Reproduce the portion of the material that opens with the line containing "Would you mind indicating the fingernail" and closes with the final line of the material, both ends included and the requests retained. Add -85 to every coordinate in the answers.

Stored data entries:
#####

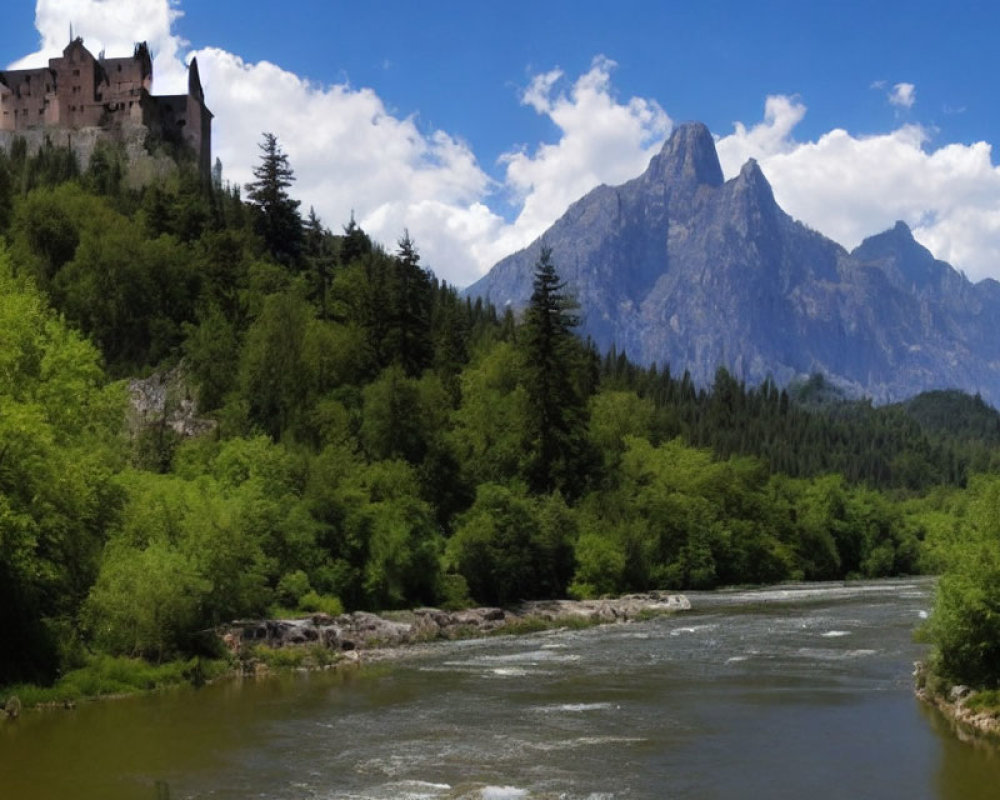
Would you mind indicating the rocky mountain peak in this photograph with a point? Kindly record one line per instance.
(678, 267)
(902, 257)
(751, 181)
(688, 158)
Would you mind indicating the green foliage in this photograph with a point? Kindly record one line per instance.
(381, 442)
(276, 216)
(511, 548)
(965, 623)
(558, 454)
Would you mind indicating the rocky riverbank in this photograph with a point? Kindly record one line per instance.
(969, 719)
(361, 630)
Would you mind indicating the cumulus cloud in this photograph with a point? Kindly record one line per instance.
(903, 95)
(849, 187)
(601, 141)
(351, 153)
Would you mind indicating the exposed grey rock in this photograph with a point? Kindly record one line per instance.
(166, 398)
(362, 630)
(678, 267)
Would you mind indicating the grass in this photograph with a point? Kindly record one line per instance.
(104, 676)
(987, 700)
(305, 656)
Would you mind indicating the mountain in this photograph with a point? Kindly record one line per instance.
(680, 267)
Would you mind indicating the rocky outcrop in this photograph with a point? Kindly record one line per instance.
(678, 267)
(165, 398)
(967, 720)
(362, 630)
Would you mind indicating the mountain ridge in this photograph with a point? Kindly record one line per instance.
(678, 266)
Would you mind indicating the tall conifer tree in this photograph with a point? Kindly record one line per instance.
(277, 219)
(557, 428)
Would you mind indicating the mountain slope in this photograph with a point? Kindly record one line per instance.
(678, 266)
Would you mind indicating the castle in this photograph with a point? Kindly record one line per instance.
(79, 99)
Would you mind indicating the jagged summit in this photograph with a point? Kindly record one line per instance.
(680, 268)
(903, 258)
(688, 157)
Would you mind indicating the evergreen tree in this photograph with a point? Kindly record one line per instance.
(557, 425)
(410, 300)
(277, 217)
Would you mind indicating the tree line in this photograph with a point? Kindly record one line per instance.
(380, 441)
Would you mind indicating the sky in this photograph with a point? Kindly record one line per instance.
(474, 125)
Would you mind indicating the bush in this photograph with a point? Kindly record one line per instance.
(313, 602)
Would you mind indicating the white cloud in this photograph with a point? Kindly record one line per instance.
(850, 187)
(601, 141)
(350, 153)
(903, 95)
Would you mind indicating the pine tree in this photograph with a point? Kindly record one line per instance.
(559, 454)
(277, 217)
(410, 302)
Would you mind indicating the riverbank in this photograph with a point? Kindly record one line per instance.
(321, 641)
(257, 642)
(973, 715)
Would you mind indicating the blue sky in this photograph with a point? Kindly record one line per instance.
(474, 124)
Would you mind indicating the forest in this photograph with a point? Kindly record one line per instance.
(375, 440)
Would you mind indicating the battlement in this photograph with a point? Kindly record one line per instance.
(78, 91)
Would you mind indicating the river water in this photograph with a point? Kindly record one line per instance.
(798, 692)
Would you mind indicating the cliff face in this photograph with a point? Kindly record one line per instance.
(678, 266)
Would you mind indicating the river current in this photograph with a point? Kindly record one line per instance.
(797, 692)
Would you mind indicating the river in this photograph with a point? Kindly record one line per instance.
(799, 692)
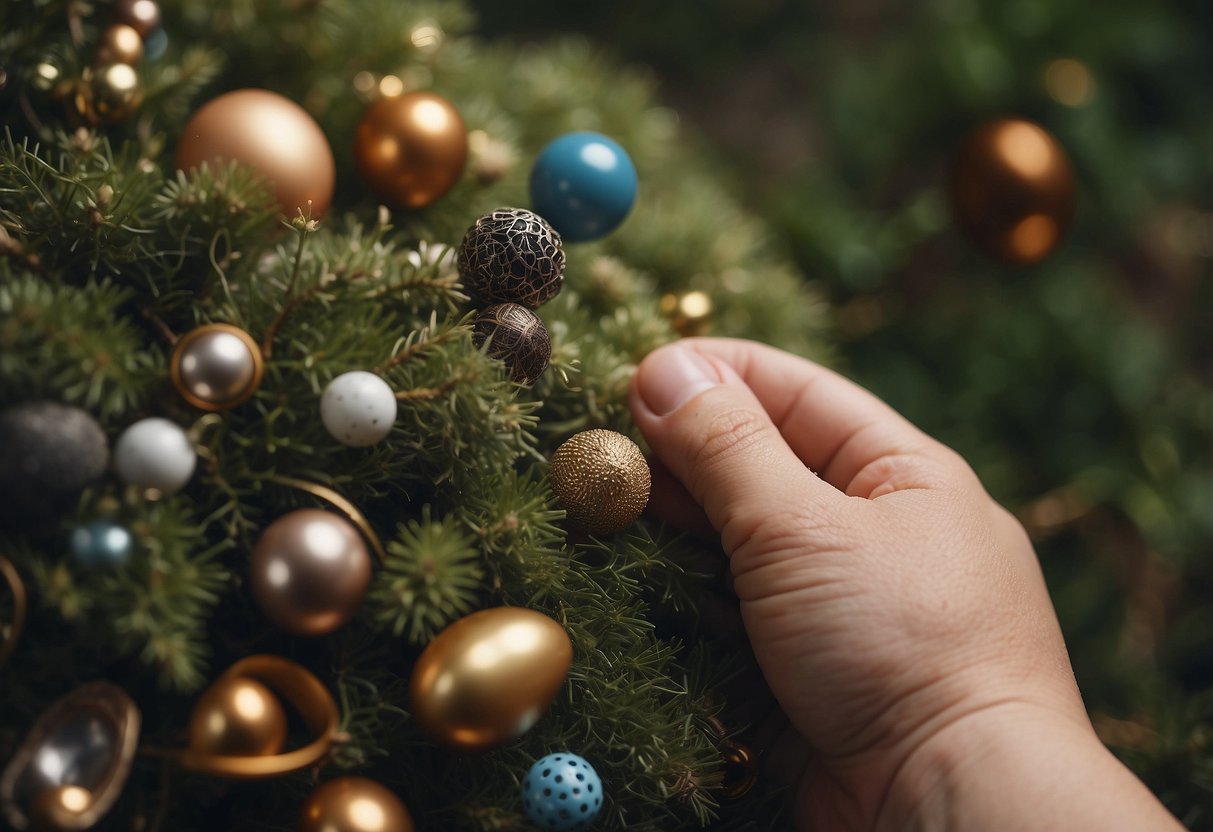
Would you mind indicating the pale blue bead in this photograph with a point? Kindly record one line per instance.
(102, 543)
(584, 184)
(562, 792)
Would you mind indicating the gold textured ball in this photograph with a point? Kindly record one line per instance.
(58, 808)
(489, 677)
(602, 480)
(309, 571)
(141, 15)
(216, 366)
(411, 149)
(238, 717)
(516, 336)
(689, 313)
(353, 804)
(271, 134)
(109, 92)
(1012, 189)
(120, 44)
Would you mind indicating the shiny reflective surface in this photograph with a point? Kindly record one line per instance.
(489, 677)
(271, 134)
(216, 366)
(410, 148)
(1013, 191)
(354, 804)
(86, 739)
(239, 717)
(309, 571)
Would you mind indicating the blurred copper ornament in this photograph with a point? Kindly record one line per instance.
(238, 717)
(602, 480)
(740, 769)
(410, 148)
(109, 92)
(1012, 189)
(10, 632)
(353, 804)
(120, 44)
(517, 337)
(141, 15)
(309, 571)
(295, 685)
(216, 366)
(271, 134)
(689, 313)
(74, 762)
(489, 677)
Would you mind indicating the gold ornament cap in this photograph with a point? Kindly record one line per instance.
(489, 677)
(602, 479)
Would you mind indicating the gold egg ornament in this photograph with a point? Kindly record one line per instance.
(602, 480)
(353, 804)
(489, 677)
(271, 134)
(238, 717)
(1012, 188)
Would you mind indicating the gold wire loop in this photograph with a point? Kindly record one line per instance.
(305, 693)
(346, 507)
(11, 633)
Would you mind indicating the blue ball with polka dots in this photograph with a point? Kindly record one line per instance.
(562, 792)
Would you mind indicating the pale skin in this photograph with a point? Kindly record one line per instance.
(898, 613)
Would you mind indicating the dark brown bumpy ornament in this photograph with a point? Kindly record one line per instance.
(602, 480)
(517, 336)
(512, 256)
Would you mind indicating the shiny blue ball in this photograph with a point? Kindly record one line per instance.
(562, 792)
(584, 183)
(102, 543)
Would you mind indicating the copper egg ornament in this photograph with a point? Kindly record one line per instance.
(489, 677)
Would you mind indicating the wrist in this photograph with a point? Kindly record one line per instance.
(1017, 767)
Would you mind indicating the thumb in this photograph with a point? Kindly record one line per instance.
(713, 434)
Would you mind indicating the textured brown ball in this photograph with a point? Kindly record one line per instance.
(517, 336)
(602, 480)
(512, 256)
(271, 134)
(1012, 191)
(142, 15)
(309, 571)
(353, 804)
(411, 149)
(238, 717)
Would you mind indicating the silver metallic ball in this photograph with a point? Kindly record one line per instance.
(216, 366)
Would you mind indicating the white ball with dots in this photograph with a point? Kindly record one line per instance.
(358, 409)
(155, 454)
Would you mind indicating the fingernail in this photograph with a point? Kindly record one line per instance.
(672, 376)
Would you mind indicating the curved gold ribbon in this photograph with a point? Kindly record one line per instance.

#####

# REPLY
Would you mind indicating the fingernail in this photograph with a point? Kindly record one line per instance.
(587, 291)
Would you mind indicating the curved gold ribbon in this photograph with a point? Kindly record one line per instance.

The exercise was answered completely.